- _PROBLEM TO WORK ON_
Please copy out every one of the items below word for word.

- _Dataset rows showing where objects appear_
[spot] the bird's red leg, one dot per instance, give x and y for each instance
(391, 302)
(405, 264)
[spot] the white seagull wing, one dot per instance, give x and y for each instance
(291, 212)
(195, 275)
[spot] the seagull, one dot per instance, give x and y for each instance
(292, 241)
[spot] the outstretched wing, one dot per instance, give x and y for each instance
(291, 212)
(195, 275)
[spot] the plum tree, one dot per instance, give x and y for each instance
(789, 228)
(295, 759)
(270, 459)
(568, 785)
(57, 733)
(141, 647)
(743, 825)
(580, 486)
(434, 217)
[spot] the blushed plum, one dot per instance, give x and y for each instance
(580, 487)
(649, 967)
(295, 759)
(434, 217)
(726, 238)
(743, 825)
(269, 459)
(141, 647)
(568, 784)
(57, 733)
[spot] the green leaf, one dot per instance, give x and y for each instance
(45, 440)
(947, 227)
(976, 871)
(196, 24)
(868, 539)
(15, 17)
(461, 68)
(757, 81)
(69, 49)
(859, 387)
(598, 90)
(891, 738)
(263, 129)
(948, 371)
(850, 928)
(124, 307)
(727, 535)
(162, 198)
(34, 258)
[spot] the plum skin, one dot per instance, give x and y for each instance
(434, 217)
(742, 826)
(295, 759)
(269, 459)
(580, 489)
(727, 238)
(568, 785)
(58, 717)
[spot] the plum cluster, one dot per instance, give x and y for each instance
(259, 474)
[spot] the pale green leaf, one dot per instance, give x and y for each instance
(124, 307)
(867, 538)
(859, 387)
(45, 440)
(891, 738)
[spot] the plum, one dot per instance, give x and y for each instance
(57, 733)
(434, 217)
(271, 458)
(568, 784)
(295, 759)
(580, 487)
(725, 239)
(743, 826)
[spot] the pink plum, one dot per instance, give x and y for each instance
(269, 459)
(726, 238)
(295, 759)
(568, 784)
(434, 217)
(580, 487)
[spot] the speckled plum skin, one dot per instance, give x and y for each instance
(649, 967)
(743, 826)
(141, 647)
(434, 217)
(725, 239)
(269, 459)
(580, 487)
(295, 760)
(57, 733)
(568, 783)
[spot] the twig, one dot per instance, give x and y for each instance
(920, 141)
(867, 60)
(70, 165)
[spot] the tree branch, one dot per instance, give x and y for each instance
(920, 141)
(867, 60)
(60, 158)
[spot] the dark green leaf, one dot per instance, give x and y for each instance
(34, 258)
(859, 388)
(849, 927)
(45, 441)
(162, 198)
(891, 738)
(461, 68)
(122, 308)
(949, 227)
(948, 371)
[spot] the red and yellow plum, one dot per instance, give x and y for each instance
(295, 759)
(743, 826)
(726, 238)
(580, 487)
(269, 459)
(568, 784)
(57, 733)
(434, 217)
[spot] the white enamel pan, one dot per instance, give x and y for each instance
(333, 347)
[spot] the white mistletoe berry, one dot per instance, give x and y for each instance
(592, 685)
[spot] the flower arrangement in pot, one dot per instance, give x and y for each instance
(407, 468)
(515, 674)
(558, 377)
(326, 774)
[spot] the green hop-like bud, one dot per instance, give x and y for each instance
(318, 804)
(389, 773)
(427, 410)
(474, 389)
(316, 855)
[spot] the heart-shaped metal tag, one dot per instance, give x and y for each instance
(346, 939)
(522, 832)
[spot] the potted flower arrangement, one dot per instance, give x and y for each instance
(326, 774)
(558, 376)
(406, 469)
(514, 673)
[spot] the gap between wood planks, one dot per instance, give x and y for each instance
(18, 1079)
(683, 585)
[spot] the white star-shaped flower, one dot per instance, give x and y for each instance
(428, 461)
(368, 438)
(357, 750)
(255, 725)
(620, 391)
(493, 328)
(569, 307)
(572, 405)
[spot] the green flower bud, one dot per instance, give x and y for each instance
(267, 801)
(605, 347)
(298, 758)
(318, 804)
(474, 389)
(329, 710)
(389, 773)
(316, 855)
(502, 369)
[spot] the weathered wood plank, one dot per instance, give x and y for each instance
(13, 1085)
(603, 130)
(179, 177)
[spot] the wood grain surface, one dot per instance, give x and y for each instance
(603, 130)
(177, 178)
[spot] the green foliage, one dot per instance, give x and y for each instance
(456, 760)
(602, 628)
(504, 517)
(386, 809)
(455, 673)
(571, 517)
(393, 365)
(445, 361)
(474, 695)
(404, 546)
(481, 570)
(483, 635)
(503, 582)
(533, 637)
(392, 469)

- _CORRECT ANSWER_
[spot] the bird's red leg, one dot per instance, give x and y for each instance
(391, 302)
(405, 264)
[spot] the white seagull wing, one dot per instance, give x and y for each instance
(291, 212)
(195, 275)
[spot] the seagull, one dot per instance, give x and y for each instance
(292, 241)
[spot] the outstretched wing, one dot per instance, give x and y for each instance
(291, 212)
(195, 275)
[spot] the plum tree, one dot per instance, give x and y for each instance
(789, 228)
(295, 759)
(270, 459)
(568, 785)
(57, 733)
(141, 647)
(743, 825)
(580, 486)
(434, 217)
[spot] the blushed plum, one dot per instance, give x and y for each instance
(580, 487)
(649, 967)
(295, 759)
(434, 217)
(726, 238)
(743, 825)
(269, 459)
(141, 647)
(568, 784)
(57, 733)
[spot] the green leaf, one dot per instance, give x and y for each instance
(45, 440)
(947, 227)
(976, 871)
(196, 24)
(868, 539)
(15, 17)
(461, 68)
(757, 81)
(69, 49)
(859, 387)
(598, 90)
(891, 738)
(263, 129)
(948, 371)
(850, 928)
(124, 307)
(727, 535)
(162, 198)
(34, 258)
[spot] the plum skin, one dot per instance, give x and y for each instance
(434, 217)
(742, 826)
(295, 759)
(269, 459)
(580, 489)
(727, 238)
(568, 785)
(58, 717)
[spot] the plum cluster, one dot per instance, give x and y for each instance
(259, 474)
[spot] the pale green leaf, one dot per instance, give x and y for each instance
(124, 307)
(867, 538)
(859, 387)
(45, 440)
(891, 738)
[spot] the plum, one dot per instance, give x and y for each instance
(57, 733)
(434, 217)
(271, 458)
(568, 784)
(295, 759)
(580, 487)
(725, 239)
(743, 826)
[spot] the pink plum, one dot per instance, give x and y for each instance
(269, 459)
(726, 238)
(295, 759)
(568, 784)
(434, 217)
(580, 487)
[spot] the speckled plum skin, one dot per instance, give x and y for each instance
(649, 967)
(743, 826)
(141, 647)
(434, 217)
(725, 239)
(269, 459)
(580, 487)
(295, 760)
(57, 733)
(568, 783)
[spot] the twig, one dot per instance, give x and y for each instance
(920, 141)
(867, 60)
(70, 165)
[spot] the tree branch, one dot per instance, give x and y for each instance
(920, 141)
(867, 60)
(60, 158)
[spot] the dark green leaf, one dot per instance, give x and y for each instance
(34, 258)
(859, 388)
(849, 927)
(45, 441)
(162, 198)
(891, 738)
(461, 68)
(122, 308)
(949, 227)
(948, 371)
[spot] the red and yellow plum, one dot per instance, give x and y for each instance
(295, 759)
(743, 826)
(726, 238)
(580, 487)
(269, 459)
(568, 784)
(57, 733)
(434, 217)
[spot] the white enamel pan, one dot per instance, give x and y for each instance
(333, 347)
[spot] the white mistletoe berry, one dot per instance, give x and y for each instance
(592, 685)
[spot] the flower arrangement in pot, one dot per instance, give x and y for each instance
(407, 468)
(515, 674)
(558, 377)
(326, 774)
[spot] the green hop-like bud, one dot per instance, give x and y for each instance
(318, 804)
(389, 773)
(427, 410)
(474, 389)
(316, 855)
[spot] the heart-shaped metal tag, one dot per instance, give x and y for each instance
(346, 939)
(522, 832)
[spot] the potted flower arrangement, one dot per instance, give x and y for each instance
(326, 774)
(558, 376)
(406, 469)
(514, 673)
[spot] the gap between wood planks, one dot per instance, give x and y for each instance
(18, 1079)
(683, 585)
[spot] the white star-shaped flower, one dot per instance, give x and y for each instance
(428, 461)
(368, 438)
(357, 750)
(255, 725)
(620, 391)
(493, 328)
(569, 307)
(572, 405)
[spot] the green flower bud, one dot per instance, give x and y for each instance
(267, 801)
(605, 347)
(298, 758)
(318, 804)
(474, 389)
(329, 710)
(389, 773)
(316, 855)
(502, 369)
[spot] the weathered wood plank, one dot per instance, give x and y for each instance
(13, 1085)
(603, 130)
(179, 177)
[spot] the wood grain surface, one dot per instance, give x and y for each instance
(603, 130)
(177, 178)
[spot] the green foliage, one dot per instance, give x and y for each instance
(456, 760)
(602, 628)
(504, 517)
(386, 809)
(455, 673)
(571, 517)
(393, 365)
(445, 361)
(474, 695)
(404, 546)
(481, 570)
(483, 635)
(503, 582)
(533, 637)
(392, 469)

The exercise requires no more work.